------ Input records
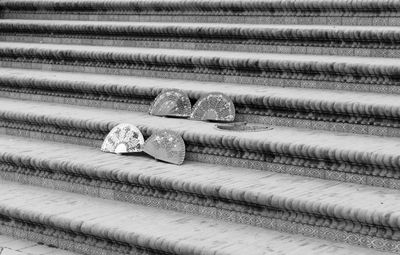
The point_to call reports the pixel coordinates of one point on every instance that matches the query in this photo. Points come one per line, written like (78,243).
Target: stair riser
(377,237)
(200,74)
(251,18)
(69,240)
(347,171)
(221,66)
(336,46)
(250,109)
(242,113)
------------
■ **Stated task**
Reproduce the listing above verbatim, omitting the pictures from your answer.

■ **Task solution**
The point_to call reports the pixel coordinates of one point on every instance that matches the query in this photo. Points come one per line, written like (78,243).
Target: stair riser
(377,237)
(200,74)
(251,18)
(69,240)
(347,171)
(221,66)
(336,46)
(250,109)
(242,113)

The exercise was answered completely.